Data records
------------------------------------------------------------------------

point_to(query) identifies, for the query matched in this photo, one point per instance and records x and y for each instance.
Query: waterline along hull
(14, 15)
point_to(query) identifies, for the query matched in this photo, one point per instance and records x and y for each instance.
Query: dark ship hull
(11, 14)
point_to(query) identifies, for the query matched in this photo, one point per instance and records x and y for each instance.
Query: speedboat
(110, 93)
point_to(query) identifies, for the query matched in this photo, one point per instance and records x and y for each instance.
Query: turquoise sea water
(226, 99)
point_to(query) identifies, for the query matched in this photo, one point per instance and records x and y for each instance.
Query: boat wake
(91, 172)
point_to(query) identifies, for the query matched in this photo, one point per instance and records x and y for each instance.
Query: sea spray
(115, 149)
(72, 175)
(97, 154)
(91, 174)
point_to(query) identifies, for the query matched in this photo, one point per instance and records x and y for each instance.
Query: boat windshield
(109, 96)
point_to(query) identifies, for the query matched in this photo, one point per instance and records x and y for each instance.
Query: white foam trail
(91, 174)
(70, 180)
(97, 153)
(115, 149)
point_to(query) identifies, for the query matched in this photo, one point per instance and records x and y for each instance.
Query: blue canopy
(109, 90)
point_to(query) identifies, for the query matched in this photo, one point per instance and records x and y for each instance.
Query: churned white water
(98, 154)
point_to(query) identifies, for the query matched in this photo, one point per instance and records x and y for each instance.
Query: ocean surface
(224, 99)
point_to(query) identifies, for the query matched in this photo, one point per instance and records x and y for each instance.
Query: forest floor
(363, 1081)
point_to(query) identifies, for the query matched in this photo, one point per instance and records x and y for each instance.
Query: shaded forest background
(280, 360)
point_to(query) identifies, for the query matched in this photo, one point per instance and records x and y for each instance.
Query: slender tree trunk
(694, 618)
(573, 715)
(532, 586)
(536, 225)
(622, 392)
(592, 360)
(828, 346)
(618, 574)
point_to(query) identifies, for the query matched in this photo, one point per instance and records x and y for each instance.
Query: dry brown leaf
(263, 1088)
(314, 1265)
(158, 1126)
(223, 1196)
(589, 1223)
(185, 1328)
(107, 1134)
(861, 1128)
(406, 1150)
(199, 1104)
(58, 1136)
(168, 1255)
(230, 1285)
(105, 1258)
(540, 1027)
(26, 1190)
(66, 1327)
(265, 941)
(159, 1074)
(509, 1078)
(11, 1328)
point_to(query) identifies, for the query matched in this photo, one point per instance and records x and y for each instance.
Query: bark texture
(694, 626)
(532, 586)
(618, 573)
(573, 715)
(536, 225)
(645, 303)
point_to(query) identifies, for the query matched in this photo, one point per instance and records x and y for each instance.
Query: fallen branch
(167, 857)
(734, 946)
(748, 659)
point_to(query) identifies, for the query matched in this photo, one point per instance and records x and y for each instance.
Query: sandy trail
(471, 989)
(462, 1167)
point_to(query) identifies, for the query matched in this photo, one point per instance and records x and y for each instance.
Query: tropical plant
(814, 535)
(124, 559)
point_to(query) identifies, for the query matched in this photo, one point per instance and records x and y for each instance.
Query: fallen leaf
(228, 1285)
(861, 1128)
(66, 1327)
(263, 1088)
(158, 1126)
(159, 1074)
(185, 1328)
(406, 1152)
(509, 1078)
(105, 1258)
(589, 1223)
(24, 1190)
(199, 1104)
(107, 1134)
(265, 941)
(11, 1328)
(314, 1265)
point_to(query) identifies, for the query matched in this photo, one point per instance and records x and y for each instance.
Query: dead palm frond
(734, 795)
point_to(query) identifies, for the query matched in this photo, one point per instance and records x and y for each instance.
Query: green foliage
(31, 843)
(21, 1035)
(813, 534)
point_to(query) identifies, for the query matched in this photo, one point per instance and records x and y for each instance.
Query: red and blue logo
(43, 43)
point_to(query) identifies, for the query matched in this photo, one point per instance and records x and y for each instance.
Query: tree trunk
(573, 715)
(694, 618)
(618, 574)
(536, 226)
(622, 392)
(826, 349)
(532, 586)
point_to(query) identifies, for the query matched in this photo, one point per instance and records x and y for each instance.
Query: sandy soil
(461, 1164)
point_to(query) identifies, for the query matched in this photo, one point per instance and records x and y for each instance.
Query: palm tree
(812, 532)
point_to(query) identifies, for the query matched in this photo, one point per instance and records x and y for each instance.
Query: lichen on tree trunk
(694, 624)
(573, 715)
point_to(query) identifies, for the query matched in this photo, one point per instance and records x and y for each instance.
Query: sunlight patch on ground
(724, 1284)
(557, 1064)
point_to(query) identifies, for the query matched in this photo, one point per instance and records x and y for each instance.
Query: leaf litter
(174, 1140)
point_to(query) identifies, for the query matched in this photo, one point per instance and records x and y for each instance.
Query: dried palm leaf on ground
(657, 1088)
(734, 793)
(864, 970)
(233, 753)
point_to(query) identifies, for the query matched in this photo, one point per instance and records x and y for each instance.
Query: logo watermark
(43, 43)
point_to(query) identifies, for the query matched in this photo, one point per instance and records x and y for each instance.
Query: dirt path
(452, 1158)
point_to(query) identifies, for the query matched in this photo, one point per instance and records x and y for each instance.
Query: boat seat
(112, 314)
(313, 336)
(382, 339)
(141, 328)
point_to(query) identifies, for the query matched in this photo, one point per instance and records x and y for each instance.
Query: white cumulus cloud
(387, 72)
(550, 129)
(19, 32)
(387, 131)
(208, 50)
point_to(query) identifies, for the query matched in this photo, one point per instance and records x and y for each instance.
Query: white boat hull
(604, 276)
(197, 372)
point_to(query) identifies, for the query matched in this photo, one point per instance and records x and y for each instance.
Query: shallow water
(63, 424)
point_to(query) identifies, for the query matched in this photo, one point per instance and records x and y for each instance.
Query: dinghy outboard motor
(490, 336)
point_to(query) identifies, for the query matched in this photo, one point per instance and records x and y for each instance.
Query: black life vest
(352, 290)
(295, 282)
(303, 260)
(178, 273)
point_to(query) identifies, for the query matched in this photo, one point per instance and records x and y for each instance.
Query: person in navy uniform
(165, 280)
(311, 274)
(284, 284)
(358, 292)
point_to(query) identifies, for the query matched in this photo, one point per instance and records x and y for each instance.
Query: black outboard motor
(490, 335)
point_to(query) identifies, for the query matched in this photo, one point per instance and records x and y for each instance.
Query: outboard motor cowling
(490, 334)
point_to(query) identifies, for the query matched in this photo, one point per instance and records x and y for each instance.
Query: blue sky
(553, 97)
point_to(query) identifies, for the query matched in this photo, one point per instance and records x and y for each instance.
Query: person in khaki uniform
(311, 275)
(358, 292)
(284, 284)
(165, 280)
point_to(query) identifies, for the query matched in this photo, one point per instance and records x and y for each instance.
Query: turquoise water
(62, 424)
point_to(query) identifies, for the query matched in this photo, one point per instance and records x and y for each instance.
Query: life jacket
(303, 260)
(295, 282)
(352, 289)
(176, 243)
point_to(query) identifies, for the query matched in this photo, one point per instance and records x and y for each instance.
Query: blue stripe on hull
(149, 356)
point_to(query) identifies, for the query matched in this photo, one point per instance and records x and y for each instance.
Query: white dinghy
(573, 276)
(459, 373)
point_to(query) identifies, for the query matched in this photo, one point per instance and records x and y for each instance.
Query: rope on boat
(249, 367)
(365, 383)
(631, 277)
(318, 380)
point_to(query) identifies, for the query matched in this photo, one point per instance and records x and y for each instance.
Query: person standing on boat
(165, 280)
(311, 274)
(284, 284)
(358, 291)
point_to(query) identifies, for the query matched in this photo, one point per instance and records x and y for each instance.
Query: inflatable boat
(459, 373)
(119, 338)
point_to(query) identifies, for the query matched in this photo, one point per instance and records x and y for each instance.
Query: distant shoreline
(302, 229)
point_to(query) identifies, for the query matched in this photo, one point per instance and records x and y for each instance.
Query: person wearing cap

------------------------------------------------------------------------

#### [TASK BRIEF]
Return every line of the material exactly.

#### [ANSWER TO THIS EXERCISE]
point_to(query) identifies, for the query matched in this photo, one point per instance and records x and y for each instance.
Query: waterline along hull
(14, 15)
point_to(query) identifies, for the query matched in this photo, one point per instance and records x and y for each instance.
Query: dark ship hull
(11, 14)
point_to(query) identifies, for the query matched in this photo, one point per instance and records x and y for each instance.
Query: speedboat
(110, 93)
point_to(query) identifies, for the query matched in this photo, one point per instance and records x and y for each instance.
Query: turquoise sea water
(226, 99)
point_to(query) identifies, for the query matched in this photo, one point per instance and records x and y for each instance.
Query: boat wake
(91, 172)
point_to(query) identifies, for the query matched in this photo, one point per instance and records x and y for each instance.
Query: sea spray
(115, 149)
(72, 175)
(97, 154)
(91, 174)
point_to(query) identifies, for the query matched in this photo, one point per instance and records x and y for each instance.
Query: boat windshield
(109, 96)
point_to(query) identifies, for the query matched in this photo, one point per instance and records x and y for each instance.
Query: white foam trail
(91, 174)
(70, 180)
(97, 153)
(115, 149)
point_to(query) identifies, for the query matched in this photo, one point per instance and records x and y for each instance.
Query: blue canopy
(109, 90)
point_to(query) identifies, for the query matched in this photo, one point per instance and records x and y for each instance.
Query: churned white water
(98, 154)
point_to(query) identifies, for the query matched in this photo, one point per instance and records x and y for each instance.
Query: ocean surface
(224, 99)
point_to(query) identifies, for the query matched in this photo, one point per instance and records x and y for each instance.
Query: forest floor
(363, 1081)
point_to(query) identifies, for the query matched in this photo, one point per instance and records x and y for each instance.
Query: shaded forest background
(280, 360)
point_to(query) identifies, for the query matched in this photo, one point per instance and records x and y for each instance.
Query: slender tree trunk
(694, 618)
(573, 715)
(532, 586)
(536, 225)
(622, 392)
(592, 360)
(828, 346)
(618, 574)
point_to(query) identifies, for the query matched in this photo, one point per instance and records x and y for each instance.
Query: dry brown leaf
(263, 1088)
(314, 1265)
(158, 1126)
(223, 1196)
(589, 1223)
(185, 1328)
(107, 1134)
(861, 1128)
(406, 1150)
(199, 1104)
(58, 1136)
(168, 1255)
(230, 1285)
(105, 1258)
(540, 1027)
(26, 1190)
(66, 1327)
(265, 941)
(159, 1074)
(509, 1078)
(11, 1328)
point_to(query) identifies, for the query matched in this photo, one point per instance and records x and y for each instance.
Query: bark texture
(694, 626)
(532, 586)
(618, 573)
(573, 715)
(536, 225)
(645, 303)
point_to(query) identifies, for the query matched in this photo, one point per instance and records x and y for each instance.
Query: fallen branch
(167, 857)
(734, 946)
(748, 659)
point_to(query) identifies, for the query matched in this photo, one point per instance and records x and y for each instance.
Query: sandy trail
(471, 989)
(462, 1167)
point_to(query) identifies, for the query matched in this photo, one point per instance and records x and y for each instance.
Query: tropical plant
(814, 535)
(124, 559)
point_to(query) identifies, for the query matched in this photo, one point per instance and records x and y for each instance.
Query: fallen leaf
(228, 1285)
(861, 1128)
(66, 1327)
(263, 1088)
(158, 1126)
(159, 1074)
(185, 1328)
(406, 1152)
(509, 1078)
(105, 1258)
(589, 1223)
(24, 1190)
(199, 1104)
(107, 1134)
(265, 941)
(11, 1328)
(314, 1265)
point_to(query) identifies, for the query matched in this photo, one point per instance and records x and y for each instance.
Query: dead palm frond
(734, 795)
point_to(query) identifies, for the query matched in this photo, one point per instance and records x and y for each instance.
Query: green foliage
(31, 843)
(21, 1035)
(813, 534)
point_to(query) identifies, for the query matched in this photo, one point per instance and records x and y for each instance.
Query: red and blue logo
(43, 43)
point_to(query) identifies, for the query matched in this photo, one point per instance and records x and y for each instance.
Query: tree trunk
(573, 715)
(694, 618)
(618, 574)
(536, 226)
(622, 392)
(826, 349)
(532, 586)
point_to(query) identifies, for the query matched in this photo, one point per instance and records x and y for each instance.
Query: sandy soil
(461, 1164)
point_to(query) identifies, for the query matched in this photo, one point per instance and records x and y for each instance.
Query: palm tree
(812, 532)
point_to(query) identifies, for the query matched in this photo, one point per instance and records x and y for each instance.
Query: lichen on tree trunk
(694, 624)
(573, 715)
point_to(query) identifies, for the query matched in this photo, one point per instance and records x and y for each instance.
Query: sunlight patch on ground
(724, 1284)
(557, 1064)
point_to(query) identifies, for the query matched in this photo, one point per instance and records x and y for each instance.
Query: leaf litter
(174, 1140)
point_to(query) identifies, for the query matched in this photo, one point per instance and records x and y for each instance.
Query: dried palm leaf on ground
(657, 1088)
(734, 793)
(864, 970)
(233, 753)
point_to(query) identifies, for the query matched in this photo, one point per instance and records x and y for each instance.
Query: logo watermark
(43, 43)
point_to(query) identifies, for the query matched in this photo, one point per instance and records x and y for each instance.
Query: dirt path
(452, 1158)
point_to(query) identifies, for the query matched in this photo, one point per instance and records x and y for each instance.
Query: boat seat
(112, 314)
(313, 336)
(382, 339)
(141, 328)
point_to(query) identifies, for the query matched in this photo, one point per instance and records x and y for each instance.
Query: white cumulus cloud
(387, 72)
(550, 129)
(19, 32)
(387, 131)
(208, 50)
point_to(query) identifies, for the query matched in this photo, one point per instance and records x and y for each instance.
Query: white boat hull
(604, 276)
(197, 372)
point_to(query) identifies, for the query matched in this photo, one point per instance and records x and y for each instance.
Query: shallow water
(63, 424)
point_to(query) identifies, for the query matched in this photo, one point per instance and records x and y for each instance.
Query: dinghy outboard motor
(490, 336)
point_to(query) identifies, for the query matched in this photo, one point per instance and records x and y for each instance.
Query: black life vest
(352, 290)
(295, 282)
(303, 260)
(178, 273)
point_to(query) identifies, for the query matched in this photo, one point per instance and records x and y for each instance.
Query: person in navy uniform
(165, 280)
(311, 274)
(284, 284)
(358, 292)
point_to(query) identifies, for the query matched in this photo, one point per instance and records x and y for each instance.
Query: black outboard motor
(490, 335)
point_to(query) identifies, for the query matched in this photo, one point per instance and records x and y for each instance.
Query: outboard motor cowling
(490, 334)
point_to(query) identifies, for the query matched in this photo, one point per instance and records x and y for each instance.
Query: blue sky
(553, 97)
point_to(query) identifies, for the query matched in this photo, one point per instance and records x and y for each instance.
Query: person in khaki uniform
(311, 275)
(358, 292)
(284, 284)
(165, 280)
point_to(query) identifies, for the query matched in this photo, one point per instance and records x and y for each instance.
Query: turquoise water
(62, 424)
point_to(query) identifies, for the query matched in this photo, one point per instance and records x and y for each instance.
Query: life jacket
(303, 260)
(295, 282)
(352, 289)
(176, 243)
point_to(query) identifies, for the query matched in this photo, one point per instance and records x and y for each instance.
Query: blue stripe on hull
(149, 356)
point_to(query) identifies, for the query matched in this photo, one point per instance and records x and y for each instance.
Query: white dinghy
(573, 276)
(459, 373)
point_to(query) identifies, for the query matched in this photo, one point per instance and records x and y for each instance.
Query: rope on boat
(249, 367)
(365, 383)
(631, 277)
(318, 380)
point_to(query) identifies, for the query matched in this photo, one point per instance and records x and y for each instance.
Query: person standing on boat
(165, 280)
(311, 274)
(284, 284)
(358, 291)
point_to(query) identifies, for the query matched in this photo, one point per instance and records x and y for each instance.
Query: inflatable boat
(459, 373)
(119, 338)
point_to(query) identifies, for the query matched in this photo, one point per instance and records x and y for each instance.
Query: distant shoreline
(302, 229)
point_to(query) identifies, for the query matched in this photo, one point per instance and records x and y for each instance.
Query: person wearing cap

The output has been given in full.